● **What the task requires**: Return each of the following records line for line, with no changes.
── Material supplied ──
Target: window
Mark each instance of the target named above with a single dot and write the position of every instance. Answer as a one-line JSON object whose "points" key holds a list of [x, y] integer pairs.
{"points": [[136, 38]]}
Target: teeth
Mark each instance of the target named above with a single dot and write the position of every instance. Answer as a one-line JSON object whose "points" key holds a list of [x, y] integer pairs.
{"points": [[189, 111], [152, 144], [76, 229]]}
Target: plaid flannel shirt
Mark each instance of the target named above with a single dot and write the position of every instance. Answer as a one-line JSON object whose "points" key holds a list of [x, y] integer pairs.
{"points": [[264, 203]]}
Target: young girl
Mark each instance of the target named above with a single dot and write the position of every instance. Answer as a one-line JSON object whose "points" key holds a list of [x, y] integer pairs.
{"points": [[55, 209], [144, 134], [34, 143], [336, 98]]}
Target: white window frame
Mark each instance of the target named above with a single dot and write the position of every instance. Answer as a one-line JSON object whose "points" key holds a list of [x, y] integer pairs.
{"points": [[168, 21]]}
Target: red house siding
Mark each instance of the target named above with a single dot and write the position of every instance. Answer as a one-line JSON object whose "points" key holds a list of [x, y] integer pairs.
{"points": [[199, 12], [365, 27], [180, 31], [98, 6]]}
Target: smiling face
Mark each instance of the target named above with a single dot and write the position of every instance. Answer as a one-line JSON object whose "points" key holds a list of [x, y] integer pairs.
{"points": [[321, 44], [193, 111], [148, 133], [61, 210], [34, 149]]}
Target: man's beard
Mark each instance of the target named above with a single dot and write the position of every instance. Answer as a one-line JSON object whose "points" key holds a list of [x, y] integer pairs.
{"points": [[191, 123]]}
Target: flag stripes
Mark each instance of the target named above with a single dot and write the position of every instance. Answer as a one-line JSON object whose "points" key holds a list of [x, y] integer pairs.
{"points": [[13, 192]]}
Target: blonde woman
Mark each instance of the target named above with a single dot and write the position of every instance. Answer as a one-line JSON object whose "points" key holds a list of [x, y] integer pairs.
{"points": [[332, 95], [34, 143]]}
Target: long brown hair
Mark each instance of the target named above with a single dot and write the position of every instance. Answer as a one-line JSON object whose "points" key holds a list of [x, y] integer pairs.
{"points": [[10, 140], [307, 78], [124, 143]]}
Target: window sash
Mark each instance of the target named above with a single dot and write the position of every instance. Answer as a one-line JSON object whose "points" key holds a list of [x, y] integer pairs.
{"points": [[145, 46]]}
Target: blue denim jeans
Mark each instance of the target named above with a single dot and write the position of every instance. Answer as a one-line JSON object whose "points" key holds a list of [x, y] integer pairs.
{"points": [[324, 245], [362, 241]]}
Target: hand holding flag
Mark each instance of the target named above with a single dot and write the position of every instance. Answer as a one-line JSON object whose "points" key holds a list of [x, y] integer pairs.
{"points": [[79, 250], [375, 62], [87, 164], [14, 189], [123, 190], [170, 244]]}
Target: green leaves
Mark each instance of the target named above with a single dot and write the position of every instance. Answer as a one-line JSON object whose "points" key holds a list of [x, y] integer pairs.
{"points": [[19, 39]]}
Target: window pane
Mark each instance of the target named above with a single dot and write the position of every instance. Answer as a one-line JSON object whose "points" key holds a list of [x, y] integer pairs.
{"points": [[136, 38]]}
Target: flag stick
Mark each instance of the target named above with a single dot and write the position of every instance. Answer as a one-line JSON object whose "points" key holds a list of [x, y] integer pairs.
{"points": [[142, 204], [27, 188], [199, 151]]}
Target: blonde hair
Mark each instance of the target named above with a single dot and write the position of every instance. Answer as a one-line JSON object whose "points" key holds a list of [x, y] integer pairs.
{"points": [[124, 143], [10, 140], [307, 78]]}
───
● **Full answer**:
Target: window
Mark each instance of the target named above with a single dot and write the position of every instance. Answer as a one-line JSON object whose "points" key holds a list of [x, y] integer pairs.
{"points": [[136, 38]]}
Target: teeth
Mark each instance of the target named above with a single dot and write the position of every instance. Answer as a one-line JSON object whose "points" key holds a list of [x, y] integer pairs.
{"points": [[189, 111], [152, 144], [76, 229]]}
Target: plaid flannel shirt
Mark each instance of the target named above with a single dot and write the position of every instance. Answer as a one-line JSON object whose "points" key holds a list of [x, y] integer pairs.
{"points": [[264, 203]]}
Target: young girl
Mark each instance of the target named above with a single dot and write the position of every instance. Answer as a one-line JSON object whose "points" key holds a list of [x, y] integer pairs.
{"points": [[55, 209], [144, 134], [34, 143], [336, 98]]}
Target: white window frame
Mark each instance of the target named above with a single dot and write the position of every instance. Answer as a one-line JSON object whose "points" key holds a list of [x, y] integer pairs.
{"points": [[168, 21]]}
Target: red house siding
Mark each instance of the target named above with a single dot and write the position of every instance. Answer as a one-line JSON object whose "points" key holds a list of [x, y] integer pairs.
{"points": [[199, 12], [365, 27], [180, 31], [98, 6]]}
Target: smiling face
Mark each instance of the target named above with a single dot and write the position of every instance. Answer as a one-line JSON object whose "points" key holds a list of [x, y] integer pairs.
{"points": [[321, 44], [193, 111], [148, 133], [61, 210], [34, 149]]}
Target: man's beard
Mark each instance of the target named above with a single dot and write the position of every instance. Answer as a one-line JSON object whose "points" key holds a list of [x, y] integer pairs.
{"points": [[191, 123]]}
Target: flag stripes
Mark each instance of the target named above with a single dot and write the position of every instance. Answer as a one-line JSON object whose "points" key holds a list of [x, y] integer pairs.
{"points": [[13, 192]]}
Target: blonde woman
Mark each instance of the target named above with a single dot and write the position of every instance. Answer as a one-line JSON object whose "points" key holds a list of [x, y] integer pairs.
{"points": [[332, 95], [34, 143]]}
Target: long brown hair
Mark each instance of the target named above with a single dot and write the position of every instance. Answer as a one-line JSON object whose "points" key holds a list of [x, y] integer pairs.
{"points": [[10, 140], [307, 78], [124, 143]]}
Target: window sash
Mark each instance of the target named above with a single dot and write the position of every instance. Answer as a one-line JSON object whose "points" key holds a list of [x, y] integer pairs.
{"points": [[145, 46]]}
Target: blue denim jeans
Mark each instance of the target named above with a single dot and write the position of every instance. Answer as a one-line JSON object whose "points" key holds a list of [x, y] integer pairs.
{"points": [[324, 245], [362, 241]]}
Target: hand holding flag
Mark each instance of the target named above with a single dot and write the position of every instance. Answer as a one-line JSON object whose "points" key holds a list of [x, y] integer pairs.
{"points": [[79, 250], [375, 62], [87, 164], [14, 189], [123, 190], [170, 244]]}
Target: green leaves
Mark each instance of the target named above with a single dot and write the position of every instance. Answer as a one-line JSON object whose "points" key holds a list of [x, y] integer pairs.
{"points": [[19, 39]]}
Target: window pane
Mark each instance of the target named above with a single dot and write the position of every instance. Answer as a one-line JSON object whose "points" key holds a list of [x, y] integer pairs.
{"points": [[136, 38]]}
Target: flag stick
Mark each instance of the target named above with a single dot and write the position of every instance. Answer as a one-line JSON object whose "points" key holds a list of [x, y] integer pairs.
{"points": [[142, 204], [27, 188], [199, 151]]}
Target: blonde hair
Mark each instance of the target named above with a single dot and write the position of every instance. Answer as a one-line JSON object whose "points" key holds a list of [x, y] integer pairs.
{"points": [[124, 143], [10, 140], [307, 78]]}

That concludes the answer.